*EXERCISE DIRECTIONS*. Please repeat the listing in its entirety, without any alteration.

*RECORDS PROVIDED*.
▽

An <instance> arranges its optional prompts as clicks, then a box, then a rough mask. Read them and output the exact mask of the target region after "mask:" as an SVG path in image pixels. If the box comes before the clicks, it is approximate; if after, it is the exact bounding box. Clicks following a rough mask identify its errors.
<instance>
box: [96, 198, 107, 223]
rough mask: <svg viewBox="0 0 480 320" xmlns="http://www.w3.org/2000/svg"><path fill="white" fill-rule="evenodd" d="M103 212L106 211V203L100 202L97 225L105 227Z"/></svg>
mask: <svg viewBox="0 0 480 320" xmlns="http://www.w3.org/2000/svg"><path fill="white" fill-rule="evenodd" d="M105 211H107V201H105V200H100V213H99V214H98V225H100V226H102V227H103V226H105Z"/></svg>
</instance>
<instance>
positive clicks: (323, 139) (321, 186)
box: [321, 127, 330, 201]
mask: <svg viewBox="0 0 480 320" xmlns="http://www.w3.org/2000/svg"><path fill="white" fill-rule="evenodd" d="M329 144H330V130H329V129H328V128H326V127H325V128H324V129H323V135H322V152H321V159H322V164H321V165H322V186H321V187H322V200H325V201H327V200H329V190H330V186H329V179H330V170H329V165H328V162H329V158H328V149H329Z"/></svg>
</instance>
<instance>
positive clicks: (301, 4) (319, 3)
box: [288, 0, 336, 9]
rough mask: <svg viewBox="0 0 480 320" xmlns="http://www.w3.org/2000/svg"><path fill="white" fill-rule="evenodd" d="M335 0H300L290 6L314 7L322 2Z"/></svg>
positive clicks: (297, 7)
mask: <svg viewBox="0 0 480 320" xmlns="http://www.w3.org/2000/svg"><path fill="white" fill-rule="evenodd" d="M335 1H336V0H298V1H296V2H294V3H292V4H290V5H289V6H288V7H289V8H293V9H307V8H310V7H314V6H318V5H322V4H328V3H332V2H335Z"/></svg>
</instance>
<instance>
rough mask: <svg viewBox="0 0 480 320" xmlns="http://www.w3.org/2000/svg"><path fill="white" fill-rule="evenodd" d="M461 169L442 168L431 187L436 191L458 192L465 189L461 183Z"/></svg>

△

*RESPONSE AREA*.
An <instance> arranges its optional prompts as clicks, then a box, then a rough mask. Read them and output the exact mask of the target region after "mask:" as an SVG path in image pixels. If the box comes before the clicks, it is approximate; if after, it is the exact bounding box. Clicks following a rough mask identify its errors.
<instance>
box: [96, 198, 107, 223]
rough mask: <svg viewBox="0 0 480 320" xmlns="http://www.w3.org/2000/svg"><path fill="white" fill-rule="evenodd" d="M103 212L106 211V203L100 202L97 225L105 227Z"/></svg>
mask: <svg viewBox="0 0 480 320" xmlns="http://www.w3.org/2000/svg"><path fill="white" fill-rule="evenodd" d="M105 211H107V201H105V200H100V213H99V214H98V225H100V226H102V227H103V226H105Z"/></svg>
</instance>
<instance>
positive clicks: (323, 139) (321, 186)
box: [321, 127, 330, 201]
mask: <svg viewBox="0 0 480 320" xmlns="http://www.w3.org/2000/svg"><path fill="white" fill-rule="evenodd" d="M329 144H330V130H329V129H328V128H326V127H325V128H324V129H323V135H322V152H321V159H322V164H321V165H322V186H321V187H322V200H325V201H327V200H329V190H330V186H329V179H330V170H329V165H328V162H329V158H328V149H329Z"/></svg>
</instance>
<instance>
positive clicks: (301, 4) (319, 3)
box: [288, 0, 336, 9]
rough mask: <svg viewBox="0 0 480 320" xmlns="http://www.w3.org/2000/svg"><path fill="white" fill-rule="evenodd" d="M335 0H300L290 6L314 7L322 2Z"/></svg>
positive clicks: (297, 7)
mask: <svg viewBox="0 0 480 320" xmlns="http://www.w3.org/2000/svg"><path fill="white" fill-rule="evenodd" d="M335 1H336V0H298V1H296V2H294V3H292V4H290V5H289V6H288V7H289V8H293V9H307V8H310V7H314V6H318V5H322V4H328V3H332V2H335Z"/></svg>
</instance>
<instance>
rough mask: <svg viewBox="0 0 480 320" xmlns="http://www.w3.org/2000/svg"><path fill="white" fill-rule="evenodd" d="M461 169L442 168L431 187L436 191L458 192L465 189L461 183Z"/></svg>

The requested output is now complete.